What you return must be the lines of the data that hold the word "wheel".

*** Opening of GIVEN INFORMATION ***

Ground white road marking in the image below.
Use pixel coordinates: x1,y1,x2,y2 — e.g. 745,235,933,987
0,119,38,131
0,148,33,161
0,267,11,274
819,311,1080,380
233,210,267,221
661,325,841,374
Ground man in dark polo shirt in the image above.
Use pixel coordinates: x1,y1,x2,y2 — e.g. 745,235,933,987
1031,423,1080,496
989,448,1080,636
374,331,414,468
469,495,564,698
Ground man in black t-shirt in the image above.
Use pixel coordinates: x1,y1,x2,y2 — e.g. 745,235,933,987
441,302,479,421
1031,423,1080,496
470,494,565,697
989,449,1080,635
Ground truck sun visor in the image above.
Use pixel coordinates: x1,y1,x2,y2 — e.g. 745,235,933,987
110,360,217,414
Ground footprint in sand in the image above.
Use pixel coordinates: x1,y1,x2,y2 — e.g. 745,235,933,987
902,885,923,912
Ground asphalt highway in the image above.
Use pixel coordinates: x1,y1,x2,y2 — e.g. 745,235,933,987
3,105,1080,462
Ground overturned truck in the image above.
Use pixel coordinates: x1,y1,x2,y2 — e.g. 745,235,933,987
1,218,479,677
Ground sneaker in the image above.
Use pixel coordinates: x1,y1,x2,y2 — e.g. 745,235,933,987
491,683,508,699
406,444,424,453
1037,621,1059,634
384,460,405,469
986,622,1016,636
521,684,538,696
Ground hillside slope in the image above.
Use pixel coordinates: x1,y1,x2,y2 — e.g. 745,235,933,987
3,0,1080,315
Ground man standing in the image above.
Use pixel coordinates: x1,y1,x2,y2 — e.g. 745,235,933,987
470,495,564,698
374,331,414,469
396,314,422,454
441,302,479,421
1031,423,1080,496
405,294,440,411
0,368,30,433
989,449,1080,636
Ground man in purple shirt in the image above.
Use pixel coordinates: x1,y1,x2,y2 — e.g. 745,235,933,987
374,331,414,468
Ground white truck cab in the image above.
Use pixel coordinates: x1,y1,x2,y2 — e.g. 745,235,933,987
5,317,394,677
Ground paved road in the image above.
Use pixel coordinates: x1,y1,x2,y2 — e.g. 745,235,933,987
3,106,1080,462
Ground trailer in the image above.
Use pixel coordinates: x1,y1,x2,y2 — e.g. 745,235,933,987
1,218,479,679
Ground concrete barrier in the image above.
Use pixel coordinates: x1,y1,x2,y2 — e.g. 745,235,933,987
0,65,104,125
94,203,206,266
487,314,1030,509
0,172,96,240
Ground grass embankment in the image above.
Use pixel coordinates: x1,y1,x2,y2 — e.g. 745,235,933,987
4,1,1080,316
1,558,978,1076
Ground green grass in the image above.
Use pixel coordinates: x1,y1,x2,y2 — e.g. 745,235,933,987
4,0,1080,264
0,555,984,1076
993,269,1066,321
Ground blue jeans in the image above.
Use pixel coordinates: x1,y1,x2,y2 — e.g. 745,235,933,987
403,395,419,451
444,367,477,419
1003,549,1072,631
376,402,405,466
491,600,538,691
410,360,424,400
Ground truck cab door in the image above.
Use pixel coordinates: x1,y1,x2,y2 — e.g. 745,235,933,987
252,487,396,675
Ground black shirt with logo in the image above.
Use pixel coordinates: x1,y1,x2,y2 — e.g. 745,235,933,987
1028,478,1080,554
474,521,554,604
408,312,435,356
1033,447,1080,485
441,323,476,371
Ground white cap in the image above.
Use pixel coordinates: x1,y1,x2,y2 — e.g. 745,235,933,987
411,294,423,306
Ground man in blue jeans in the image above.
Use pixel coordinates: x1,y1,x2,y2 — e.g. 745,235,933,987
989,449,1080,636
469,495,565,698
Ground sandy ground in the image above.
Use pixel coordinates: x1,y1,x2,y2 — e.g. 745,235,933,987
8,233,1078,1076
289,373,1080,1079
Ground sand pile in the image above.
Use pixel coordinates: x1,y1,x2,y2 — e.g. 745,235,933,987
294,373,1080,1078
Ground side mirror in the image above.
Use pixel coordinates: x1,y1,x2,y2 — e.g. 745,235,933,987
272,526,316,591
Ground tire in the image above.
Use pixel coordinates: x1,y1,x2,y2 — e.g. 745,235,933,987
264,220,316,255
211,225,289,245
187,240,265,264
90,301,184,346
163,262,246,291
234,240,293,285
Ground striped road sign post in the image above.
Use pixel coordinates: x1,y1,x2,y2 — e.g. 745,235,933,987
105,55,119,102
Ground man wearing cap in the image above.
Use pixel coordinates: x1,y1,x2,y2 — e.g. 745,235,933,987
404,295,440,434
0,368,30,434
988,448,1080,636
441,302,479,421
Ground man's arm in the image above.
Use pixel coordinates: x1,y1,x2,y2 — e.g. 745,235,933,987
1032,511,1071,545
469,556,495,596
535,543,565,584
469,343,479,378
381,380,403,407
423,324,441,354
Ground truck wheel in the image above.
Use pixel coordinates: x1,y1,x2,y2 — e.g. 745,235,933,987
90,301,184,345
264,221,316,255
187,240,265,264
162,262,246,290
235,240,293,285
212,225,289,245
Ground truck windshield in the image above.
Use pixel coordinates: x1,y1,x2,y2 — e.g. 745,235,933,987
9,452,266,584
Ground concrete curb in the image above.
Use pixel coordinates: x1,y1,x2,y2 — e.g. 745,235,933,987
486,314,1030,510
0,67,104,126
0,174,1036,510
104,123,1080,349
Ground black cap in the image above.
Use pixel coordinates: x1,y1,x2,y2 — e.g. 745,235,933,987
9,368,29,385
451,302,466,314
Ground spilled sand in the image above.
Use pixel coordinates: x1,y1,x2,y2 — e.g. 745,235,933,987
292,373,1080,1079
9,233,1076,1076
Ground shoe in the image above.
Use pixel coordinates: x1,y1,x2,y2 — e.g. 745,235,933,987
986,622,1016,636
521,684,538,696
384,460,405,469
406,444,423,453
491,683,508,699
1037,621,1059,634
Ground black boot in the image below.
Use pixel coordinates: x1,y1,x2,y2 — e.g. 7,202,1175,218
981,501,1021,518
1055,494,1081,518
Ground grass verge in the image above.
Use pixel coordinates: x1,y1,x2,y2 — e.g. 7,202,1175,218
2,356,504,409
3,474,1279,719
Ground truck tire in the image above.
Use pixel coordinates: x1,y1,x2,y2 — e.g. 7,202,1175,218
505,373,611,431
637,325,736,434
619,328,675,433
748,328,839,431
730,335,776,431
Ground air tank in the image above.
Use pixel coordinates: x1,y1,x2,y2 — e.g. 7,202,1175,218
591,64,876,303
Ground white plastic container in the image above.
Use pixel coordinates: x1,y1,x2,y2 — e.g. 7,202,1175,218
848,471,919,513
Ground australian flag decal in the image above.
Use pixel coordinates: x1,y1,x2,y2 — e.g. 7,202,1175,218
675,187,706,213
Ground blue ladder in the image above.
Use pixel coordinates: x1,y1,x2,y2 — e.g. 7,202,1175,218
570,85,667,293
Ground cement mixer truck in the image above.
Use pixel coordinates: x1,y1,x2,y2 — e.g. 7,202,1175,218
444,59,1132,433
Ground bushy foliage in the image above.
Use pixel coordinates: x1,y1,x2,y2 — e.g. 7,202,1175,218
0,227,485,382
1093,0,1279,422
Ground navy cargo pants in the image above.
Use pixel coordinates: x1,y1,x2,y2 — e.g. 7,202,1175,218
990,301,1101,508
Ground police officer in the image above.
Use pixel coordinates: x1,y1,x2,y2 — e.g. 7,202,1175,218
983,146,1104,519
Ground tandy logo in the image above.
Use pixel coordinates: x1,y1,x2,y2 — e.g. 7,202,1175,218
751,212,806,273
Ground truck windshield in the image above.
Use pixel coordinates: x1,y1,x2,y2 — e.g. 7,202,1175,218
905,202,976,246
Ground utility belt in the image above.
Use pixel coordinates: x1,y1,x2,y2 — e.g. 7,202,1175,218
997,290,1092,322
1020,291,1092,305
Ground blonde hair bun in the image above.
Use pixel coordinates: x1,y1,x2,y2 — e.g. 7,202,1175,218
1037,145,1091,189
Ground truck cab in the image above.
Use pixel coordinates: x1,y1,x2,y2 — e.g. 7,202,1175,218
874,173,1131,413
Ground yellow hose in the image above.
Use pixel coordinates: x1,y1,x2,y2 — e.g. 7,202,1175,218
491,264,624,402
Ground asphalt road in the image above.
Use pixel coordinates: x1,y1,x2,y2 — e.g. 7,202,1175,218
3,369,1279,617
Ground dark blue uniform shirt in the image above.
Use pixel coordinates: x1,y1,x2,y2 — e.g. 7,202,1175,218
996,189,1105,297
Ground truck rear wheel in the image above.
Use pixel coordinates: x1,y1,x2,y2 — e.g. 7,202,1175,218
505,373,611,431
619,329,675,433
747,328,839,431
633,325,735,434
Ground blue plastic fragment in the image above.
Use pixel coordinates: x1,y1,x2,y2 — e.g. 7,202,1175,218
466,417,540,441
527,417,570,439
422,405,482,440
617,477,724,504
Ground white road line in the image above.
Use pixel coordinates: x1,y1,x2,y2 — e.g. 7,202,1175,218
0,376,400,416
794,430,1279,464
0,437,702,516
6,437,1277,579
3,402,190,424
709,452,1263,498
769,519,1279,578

*** Close of GIVEN INFORMATION ***

» **SOLUTION TO THIS EXERCISE**:
Ground truck wheel in the image above.
Ground truck rear wheel in the image above.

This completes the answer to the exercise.